= Requirements =
Reproduce the listing from its first line through the line containing "<point>69,35</point>", both inclusive, swapping "one point per instance" for "one point for each instance" and leaving everything else unchanged.

= Material supplied =
-*-*-

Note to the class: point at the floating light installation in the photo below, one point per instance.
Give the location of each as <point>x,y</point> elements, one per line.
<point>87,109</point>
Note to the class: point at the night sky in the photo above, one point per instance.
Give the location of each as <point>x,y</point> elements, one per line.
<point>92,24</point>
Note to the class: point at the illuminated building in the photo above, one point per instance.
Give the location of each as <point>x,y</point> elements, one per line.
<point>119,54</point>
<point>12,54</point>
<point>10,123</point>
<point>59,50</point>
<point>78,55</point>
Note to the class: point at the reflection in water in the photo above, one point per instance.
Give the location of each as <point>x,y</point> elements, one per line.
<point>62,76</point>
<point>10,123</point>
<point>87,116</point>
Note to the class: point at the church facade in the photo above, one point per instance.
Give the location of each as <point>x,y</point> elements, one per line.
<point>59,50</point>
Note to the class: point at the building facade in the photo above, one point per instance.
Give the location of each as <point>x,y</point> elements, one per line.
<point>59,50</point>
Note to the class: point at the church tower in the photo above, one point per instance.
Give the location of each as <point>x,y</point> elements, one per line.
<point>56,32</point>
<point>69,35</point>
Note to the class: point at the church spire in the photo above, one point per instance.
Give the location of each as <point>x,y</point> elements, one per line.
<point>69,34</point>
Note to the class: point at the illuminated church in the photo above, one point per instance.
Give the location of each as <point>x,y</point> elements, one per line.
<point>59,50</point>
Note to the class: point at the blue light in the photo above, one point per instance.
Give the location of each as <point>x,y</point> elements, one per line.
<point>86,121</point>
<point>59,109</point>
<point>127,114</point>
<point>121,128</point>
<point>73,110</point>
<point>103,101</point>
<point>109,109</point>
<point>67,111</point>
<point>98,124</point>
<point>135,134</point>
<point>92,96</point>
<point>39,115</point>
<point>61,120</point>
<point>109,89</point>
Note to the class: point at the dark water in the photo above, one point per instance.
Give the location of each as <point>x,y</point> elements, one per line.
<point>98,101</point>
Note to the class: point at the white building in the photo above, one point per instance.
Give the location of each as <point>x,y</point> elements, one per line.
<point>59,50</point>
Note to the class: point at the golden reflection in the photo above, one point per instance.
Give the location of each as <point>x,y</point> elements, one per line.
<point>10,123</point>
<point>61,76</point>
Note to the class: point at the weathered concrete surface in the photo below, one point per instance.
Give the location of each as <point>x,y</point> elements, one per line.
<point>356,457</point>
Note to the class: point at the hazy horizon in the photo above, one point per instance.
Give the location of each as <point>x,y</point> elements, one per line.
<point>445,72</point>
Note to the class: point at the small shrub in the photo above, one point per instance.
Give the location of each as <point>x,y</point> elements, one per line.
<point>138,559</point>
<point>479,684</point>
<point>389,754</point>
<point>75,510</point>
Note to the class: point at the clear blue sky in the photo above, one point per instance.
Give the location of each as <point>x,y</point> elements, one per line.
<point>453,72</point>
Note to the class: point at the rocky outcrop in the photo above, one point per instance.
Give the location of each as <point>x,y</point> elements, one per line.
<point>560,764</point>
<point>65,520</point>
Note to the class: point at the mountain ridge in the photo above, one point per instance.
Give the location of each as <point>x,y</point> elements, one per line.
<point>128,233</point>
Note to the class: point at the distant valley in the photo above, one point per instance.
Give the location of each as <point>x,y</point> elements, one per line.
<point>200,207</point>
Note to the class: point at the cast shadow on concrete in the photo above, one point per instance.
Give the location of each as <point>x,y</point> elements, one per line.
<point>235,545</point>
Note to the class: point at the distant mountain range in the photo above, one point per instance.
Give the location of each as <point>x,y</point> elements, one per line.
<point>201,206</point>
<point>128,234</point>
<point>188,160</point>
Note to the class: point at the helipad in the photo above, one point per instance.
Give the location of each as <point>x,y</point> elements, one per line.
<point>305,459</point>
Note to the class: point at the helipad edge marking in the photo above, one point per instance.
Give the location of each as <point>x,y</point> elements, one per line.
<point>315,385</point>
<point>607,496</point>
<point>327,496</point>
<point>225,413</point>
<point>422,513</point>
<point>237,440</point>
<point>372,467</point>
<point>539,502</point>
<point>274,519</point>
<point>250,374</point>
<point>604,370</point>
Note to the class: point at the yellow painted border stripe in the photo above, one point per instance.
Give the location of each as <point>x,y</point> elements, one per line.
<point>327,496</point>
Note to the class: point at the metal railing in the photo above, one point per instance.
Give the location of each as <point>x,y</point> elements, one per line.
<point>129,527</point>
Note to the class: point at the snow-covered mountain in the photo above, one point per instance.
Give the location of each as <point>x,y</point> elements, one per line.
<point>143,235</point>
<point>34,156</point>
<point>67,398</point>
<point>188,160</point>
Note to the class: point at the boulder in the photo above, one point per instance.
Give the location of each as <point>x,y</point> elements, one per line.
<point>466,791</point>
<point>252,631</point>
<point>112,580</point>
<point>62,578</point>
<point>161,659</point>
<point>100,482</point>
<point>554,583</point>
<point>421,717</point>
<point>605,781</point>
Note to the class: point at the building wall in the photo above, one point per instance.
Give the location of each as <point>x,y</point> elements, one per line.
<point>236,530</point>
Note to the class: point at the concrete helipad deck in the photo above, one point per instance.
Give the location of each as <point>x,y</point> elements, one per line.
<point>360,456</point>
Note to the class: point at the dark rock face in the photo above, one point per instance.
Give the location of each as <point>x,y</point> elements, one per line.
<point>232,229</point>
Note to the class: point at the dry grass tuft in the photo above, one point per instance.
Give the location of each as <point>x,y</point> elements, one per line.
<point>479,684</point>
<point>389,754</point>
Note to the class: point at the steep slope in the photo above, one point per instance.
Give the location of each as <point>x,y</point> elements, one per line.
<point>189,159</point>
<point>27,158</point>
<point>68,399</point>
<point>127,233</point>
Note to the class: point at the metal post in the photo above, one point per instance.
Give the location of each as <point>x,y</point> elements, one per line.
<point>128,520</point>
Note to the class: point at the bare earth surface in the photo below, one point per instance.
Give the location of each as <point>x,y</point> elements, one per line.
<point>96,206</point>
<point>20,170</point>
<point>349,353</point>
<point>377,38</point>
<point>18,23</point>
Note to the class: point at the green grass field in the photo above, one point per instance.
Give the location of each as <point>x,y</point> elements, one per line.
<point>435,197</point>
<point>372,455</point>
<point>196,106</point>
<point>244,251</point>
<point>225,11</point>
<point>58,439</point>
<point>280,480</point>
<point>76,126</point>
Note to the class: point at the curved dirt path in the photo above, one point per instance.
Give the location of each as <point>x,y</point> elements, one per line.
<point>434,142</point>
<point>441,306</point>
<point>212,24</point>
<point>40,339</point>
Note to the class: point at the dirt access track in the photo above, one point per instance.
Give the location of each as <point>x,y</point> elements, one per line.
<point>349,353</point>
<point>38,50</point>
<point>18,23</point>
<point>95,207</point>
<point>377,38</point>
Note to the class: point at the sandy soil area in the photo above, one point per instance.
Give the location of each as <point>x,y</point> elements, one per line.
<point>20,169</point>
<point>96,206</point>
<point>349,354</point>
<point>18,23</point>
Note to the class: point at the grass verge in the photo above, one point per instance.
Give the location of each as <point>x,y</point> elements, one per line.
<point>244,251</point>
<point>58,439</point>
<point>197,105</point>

-*-*-

= Correct result =
Note to the class: point at the floating light installation in the photo below, one point for each instance.
Give the location of each as <point>x,y</point> elements, one per line.
<point>87,109</point>
Note to the class: point at the night sky in the photo above, one point for each instance.
Give the location of each as <point>x,y</point> elements, one per line.
<point>92,24</point>
Note to the class: point at the illuminated building in the photo above, one point for each instance.
Give the location of each as <point>x,y</point> elements, one per line.
<point>119,54</point>
<point>12,54</point>
<point>10,123</point>
<point>59,50</point>
<point>78,55</point>
Note to the class: point at the reflection in water in the photo above, one point for each instance.
Give the location of each as <point>x,y</point> elements, one per line.
<point>62,76</point>
<point>10,123</point>
<point>87,116</point>
Note to the class: point at the church facade in the photo above, one point for each instance.
Give the location of each as <point>x,y</point> elements, one per line.
<point>59,50</point>
Note to the class: point at the building facade in the photo above, one point for each instance.
Give the location of each as <point>x,y</point> elements, one per line.
<point>59,50</point>
Note to the class: point at the church tower in the photo above, one point for each instance.
Give the location of each as <point>x,y</point> elements, one per line.
<point>56,32</point>
<point>69,35</point>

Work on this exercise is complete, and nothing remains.